◆ Exercise prompt
Return everything from the line containing "rock and record integer pixel coordinates." down to the end of the data below as a JSON list of strings, one string per line, leaving out blank lines.

■ ■ ■ ■

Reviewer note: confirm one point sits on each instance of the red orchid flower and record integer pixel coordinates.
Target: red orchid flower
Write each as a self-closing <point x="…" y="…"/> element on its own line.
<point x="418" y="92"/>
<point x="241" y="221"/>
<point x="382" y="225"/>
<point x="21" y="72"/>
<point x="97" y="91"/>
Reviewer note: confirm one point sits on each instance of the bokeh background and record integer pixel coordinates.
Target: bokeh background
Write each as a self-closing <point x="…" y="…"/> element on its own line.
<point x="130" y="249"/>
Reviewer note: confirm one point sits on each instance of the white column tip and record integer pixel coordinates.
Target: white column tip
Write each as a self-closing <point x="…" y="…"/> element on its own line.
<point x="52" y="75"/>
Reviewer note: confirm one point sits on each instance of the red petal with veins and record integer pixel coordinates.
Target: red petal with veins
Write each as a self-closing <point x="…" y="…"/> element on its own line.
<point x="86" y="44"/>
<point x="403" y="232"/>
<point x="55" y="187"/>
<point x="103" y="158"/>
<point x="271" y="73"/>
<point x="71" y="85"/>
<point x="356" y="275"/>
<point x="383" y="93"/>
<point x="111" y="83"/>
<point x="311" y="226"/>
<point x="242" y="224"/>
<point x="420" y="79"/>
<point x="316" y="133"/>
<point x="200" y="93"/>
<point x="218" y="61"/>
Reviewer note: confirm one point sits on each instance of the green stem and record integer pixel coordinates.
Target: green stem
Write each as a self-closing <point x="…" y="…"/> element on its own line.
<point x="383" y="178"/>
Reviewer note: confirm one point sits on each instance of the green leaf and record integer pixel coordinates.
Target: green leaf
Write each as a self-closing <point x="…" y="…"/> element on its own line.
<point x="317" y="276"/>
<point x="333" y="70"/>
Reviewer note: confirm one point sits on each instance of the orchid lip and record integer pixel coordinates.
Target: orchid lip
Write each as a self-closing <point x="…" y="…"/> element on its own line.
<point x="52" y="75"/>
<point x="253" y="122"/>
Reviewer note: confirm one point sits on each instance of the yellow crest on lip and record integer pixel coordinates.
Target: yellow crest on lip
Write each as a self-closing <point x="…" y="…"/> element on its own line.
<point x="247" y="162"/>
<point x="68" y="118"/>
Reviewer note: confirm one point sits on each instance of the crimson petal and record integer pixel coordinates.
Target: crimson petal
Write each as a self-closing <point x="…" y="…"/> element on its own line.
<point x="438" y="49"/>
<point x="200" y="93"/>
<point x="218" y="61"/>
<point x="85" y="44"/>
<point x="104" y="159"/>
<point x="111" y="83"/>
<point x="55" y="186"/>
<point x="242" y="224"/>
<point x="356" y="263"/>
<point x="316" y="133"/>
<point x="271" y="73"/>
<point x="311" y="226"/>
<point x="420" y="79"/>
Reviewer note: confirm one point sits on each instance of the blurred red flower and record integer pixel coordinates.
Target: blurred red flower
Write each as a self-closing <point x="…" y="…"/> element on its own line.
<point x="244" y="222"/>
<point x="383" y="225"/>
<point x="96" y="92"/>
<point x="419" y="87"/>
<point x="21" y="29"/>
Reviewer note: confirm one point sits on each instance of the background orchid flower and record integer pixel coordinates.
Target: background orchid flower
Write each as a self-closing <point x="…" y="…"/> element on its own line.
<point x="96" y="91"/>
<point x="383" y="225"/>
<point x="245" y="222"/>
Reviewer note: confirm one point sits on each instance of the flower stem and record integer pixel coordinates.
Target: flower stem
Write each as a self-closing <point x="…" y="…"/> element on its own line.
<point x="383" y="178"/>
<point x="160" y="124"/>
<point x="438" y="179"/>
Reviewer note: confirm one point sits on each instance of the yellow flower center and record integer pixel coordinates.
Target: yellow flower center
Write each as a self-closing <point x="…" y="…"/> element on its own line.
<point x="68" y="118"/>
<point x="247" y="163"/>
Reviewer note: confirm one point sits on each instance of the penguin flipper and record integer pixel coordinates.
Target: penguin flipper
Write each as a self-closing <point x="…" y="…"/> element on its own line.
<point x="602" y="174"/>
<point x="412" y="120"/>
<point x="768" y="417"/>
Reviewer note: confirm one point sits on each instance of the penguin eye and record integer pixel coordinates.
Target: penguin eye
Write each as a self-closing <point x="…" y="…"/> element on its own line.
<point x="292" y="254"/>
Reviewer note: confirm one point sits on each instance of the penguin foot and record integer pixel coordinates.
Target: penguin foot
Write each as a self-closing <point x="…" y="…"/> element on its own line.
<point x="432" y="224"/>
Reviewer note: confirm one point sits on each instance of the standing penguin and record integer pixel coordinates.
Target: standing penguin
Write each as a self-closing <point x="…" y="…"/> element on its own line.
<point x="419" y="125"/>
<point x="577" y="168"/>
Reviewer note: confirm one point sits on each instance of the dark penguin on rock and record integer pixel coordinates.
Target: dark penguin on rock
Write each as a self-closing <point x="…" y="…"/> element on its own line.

■ ■ ■ ■

◆ Task solution
[
  "Reviewer note: confirm one point sits on each instance of the dark penguin on rock and record integer pixel coordinates.",
  "Target: dark penguin on rock",
  "Write each as a self-closing <point x=\"…\" y=\"…\"/> element on its own line."
]